**Source extract**
# Gunstock, NH



## Guest (Sep 12, 2007)

Gunstock Mountain Resort is pretty good. It has a wide selection of options for your everyday rider. Blundersmoke park has a wide array of rails, jibs, and jumps for anyone interested. The Mountain Magic lessons are some of the best in NH. The mountain shows a wide array of levels. I give it 9.9999999999384 out of 10


----------



## Guest (Sep 13, 2007)

Gunstock is ok, but for the record, the most underrated mountain is Sunapee. I ended up going there a few years back, and for a small place you just can't beat it. A great snowboard park, no long lift lines, and best of all everyone there, as far as the employees, go out of their way to say hi to you, or ask how conditions are ( which is second only to Loon Mountain ),etc. All in all, an excellent place. One of my favorites.


----------



## Guest (Jan 22, 2009)

Me and about 10 other friends plan on coming here next weekend and we've never been before.
Does anyone have any further information/reviews on it preferably night skiing.
For only $30 its lift, rentals, and tubing for $30 from 4-10pm. 

If anyone has been (day or night) I have a few questions:

1. What are the crowds like?
2. How are the trails?
3. Is it noob/intermediate friendly?
4. How is their rental equipment?

**Problems**
• A. According to the Gunstock thread, what does the $30 night offer include, and during what hours?
• B. Set out as a numbered list, omitting any blank lines, the lines of the rows from the first line of the rows through the line containing "x=540 y=254", and no others.

(Point annotation data)
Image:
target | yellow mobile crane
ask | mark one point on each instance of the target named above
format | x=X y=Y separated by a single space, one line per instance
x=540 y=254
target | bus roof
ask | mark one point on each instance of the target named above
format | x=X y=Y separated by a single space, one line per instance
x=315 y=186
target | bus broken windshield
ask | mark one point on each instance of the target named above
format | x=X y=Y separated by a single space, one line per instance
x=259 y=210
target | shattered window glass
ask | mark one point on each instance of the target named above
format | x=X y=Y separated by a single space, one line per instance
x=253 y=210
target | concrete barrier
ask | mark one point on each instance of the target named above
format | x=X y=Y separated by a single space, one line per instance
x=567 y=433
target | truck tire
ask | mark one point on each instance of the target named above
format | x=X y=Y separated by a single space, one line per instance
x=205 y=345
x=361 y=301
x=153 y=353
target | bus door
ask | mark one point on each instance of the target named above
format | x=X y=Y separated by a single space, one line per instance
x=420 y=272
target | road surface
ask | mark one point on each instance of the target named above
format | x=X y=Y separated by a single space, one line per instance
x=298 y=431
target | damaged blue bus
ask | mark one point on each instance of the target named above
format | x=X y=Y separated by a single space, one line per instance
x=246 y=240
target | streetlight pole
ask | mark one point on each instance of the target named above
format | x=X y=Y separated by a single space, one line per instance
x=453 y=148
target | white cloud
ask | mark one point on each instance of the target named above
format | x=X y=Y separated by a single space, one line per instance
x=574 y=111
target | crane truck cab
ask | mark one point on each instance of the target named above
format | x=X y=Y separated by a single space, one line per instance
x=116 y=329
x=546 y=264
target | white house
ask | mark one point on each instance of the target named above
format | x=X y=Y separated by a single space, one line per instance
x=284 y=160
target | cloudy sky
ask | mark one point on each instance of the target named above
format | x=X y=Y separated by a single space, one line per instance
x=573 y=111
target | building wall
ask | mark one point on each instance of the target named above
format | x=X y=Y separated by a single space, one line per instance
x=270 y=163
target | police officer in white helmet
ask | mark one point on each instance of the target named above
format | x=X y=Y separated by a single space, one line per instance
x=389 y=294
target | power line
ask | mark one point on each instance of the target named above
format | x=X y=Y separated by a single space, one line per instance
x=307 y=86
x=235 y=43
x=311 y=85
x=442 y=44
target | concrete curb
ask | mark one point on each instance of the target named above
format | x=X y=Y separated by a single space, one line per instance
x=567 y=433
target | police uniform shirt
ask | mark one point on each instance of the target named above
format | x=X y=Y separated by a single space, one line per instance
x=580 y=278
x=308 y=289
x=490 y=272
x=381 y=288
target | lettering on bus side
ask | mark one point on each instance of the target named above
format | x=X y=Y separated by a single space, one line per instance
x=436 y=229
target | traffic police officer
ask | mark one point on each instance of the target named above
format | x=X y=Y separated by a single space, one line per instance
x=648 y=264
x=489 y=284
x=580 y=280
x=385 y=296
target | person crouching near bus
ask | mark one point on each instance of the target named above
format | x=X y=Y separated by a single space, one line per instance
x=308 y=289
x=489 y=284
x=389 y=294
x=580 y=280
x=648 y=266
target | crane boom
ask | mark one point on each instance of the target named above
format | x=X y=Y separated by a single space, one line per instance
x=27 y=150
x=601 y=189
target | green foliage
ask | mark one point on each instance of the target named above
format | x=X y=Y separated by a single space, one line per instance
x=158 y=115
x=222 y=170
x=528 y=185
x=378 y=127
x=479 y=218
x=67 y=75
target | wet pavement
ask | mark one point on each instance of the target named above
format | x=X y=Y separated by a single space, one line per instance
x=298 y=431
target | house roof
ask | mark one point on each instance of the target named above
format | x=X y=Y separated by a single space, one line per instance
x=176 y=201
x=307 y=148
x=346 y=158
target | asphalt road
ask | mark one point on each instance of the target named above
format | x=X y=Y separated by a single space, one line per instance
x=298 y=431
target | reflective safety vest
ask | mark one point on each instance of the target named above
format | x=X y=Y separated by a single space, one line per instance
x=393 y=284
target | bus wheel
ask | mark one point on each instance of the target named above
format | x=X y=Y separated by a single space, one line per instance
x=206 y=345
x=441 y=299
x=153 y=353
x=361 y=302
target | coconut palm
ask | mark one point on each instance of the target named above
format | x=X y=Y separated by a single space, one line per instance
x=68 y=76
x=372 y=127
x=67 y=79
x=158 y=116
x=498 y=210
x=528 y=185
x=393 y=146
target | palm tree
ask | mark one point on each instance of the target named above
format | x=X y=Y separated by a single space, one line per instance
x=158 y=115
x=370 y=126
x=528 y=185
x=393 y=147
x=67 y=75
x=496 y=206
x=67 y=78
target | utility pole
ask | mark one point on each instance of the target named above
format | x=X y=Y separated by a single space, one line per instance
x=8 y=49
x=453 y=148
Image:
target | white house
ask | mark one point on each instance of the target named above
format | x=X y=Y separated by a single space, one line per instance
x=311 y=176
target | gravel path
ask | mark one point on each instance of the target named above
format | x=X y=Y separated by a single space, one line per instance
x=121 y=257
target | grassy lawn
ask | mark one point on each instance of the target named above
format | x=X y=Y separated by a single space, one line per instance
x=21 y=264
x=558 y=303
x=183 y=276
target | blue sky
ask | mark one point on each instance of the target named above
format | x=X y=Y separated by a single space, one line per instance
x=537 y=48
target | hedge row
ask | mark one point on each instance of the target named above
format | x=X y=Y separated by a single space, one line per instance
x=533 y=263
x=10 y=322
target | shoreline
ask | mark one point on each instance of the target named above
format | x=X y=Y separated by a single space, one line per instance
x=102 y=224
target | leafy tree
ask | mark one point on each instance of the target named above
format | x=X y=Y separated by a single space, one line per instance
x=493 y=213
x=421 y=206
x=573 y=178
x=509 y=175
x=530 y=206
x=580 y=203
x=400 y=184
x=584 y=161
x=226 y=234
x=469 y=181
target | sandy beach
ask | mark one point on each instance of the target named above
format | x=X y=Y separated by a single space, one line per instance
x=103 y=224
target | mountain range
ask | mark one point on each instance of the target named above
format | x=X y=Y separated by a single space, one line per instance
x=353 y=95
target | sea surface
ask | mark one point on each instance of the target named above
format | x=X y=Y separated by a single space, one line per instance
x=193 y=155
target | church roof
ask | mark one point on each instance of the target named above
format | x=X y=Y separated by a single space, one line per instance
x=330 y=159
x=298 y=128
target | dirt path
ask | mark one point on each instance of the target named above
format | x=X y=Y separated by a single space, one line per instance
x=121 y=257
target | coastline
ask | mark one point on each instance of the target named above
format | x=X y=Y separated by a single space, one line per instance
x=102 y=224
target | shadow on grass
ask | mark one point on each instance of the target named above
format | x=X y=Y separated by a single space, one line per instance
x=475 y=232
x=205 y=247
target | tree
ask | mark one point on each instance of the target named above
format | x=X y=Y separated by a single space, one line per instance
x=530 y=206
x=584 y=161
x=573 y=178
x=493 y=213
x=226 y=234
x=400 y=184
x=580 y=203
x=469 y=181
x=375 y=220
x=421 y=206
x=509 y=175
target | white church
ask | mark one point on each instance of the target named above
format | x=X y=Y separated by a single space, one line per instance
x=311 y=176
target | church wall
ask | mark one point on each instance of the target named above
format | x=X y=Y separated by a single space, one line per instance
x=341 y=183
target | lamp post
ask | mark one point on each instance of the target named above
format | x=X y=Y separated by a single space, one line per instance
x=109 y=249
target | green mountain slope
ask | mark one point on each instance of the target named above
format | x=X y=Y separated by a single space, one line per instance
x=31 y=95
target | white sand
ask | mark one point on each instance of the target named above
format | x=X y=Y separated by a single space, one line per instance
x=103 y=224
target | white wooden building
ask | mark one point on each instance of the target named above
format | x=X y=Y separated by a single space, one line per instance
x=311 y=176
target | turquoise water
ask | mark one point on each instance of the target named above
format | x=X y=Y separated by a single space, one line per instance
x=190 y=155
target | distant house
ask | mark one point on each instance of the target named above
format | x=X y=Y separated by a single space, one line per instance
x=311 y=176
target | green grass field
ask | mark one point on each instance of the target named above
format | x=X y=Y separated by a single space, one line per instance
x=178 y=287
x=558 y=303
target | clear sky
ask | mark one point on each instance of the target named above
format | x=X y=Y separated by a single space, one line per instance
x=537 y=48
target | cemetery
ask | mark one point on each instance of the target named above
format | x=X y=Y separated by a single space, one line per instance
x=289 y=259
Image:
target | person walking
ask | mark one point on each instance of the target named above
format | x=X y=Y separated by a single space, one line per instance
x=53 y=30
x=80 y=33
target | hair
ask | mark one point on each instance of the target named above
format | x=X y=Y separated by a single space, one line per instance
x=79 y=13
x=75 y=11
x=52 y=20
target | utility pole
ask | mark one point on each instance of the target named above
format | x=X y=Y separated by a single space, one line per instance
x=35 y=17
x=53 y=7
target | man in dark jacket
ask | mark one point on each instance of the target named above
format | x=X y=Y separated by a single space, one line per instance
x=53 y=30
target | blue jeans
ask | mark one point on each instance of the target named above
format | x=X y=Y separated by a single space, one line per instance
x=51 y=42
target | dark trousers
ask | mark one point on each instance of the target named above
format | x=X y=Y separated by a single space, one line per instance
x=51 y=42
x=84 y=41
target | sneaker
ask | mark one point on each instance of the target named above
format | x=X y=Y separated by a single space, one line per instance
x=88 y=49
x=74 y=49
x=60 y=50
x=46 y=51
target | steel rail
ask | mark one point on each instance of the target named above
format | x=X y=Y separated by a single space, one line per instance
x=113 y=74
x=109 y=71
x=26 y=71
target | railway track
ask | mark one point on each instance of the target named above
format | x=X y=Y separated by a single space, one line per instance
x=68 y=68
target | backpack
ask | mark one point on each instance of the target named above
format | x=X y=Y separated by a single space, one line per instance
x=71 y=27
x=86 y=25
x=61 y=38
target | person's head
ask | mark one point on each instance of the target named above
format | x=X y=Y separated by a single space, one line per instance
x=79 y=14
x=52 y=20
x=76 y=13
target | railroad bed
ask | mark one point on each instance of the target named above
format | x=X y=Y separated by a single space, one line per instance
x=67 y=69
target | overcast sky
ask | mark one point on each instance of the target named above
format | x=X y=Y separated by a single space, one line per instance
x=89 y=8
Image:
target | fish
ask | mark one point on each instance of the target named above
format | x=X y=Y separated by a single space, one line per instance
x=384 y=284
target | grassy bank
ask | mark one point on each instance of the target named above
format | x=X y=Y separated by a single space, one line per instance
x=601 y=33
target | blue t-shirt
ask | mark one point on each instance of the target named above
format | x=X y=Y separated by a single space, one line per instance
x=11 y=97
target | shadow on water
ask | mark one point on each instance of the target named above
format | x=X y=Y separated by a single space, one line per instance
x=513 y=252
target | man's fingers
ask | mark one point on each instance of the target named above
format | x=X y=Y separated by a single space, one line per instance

**Per-task answers**
• A. Lift, rentals, and tubing, from 4-10pm.

• B.
1. Image:
2. target | yellow mobile crane
3. ask | mark one point on each instance of the target named above
4. format | x=X y=Y separated by a single space, one line per instance
5. x=540 y=254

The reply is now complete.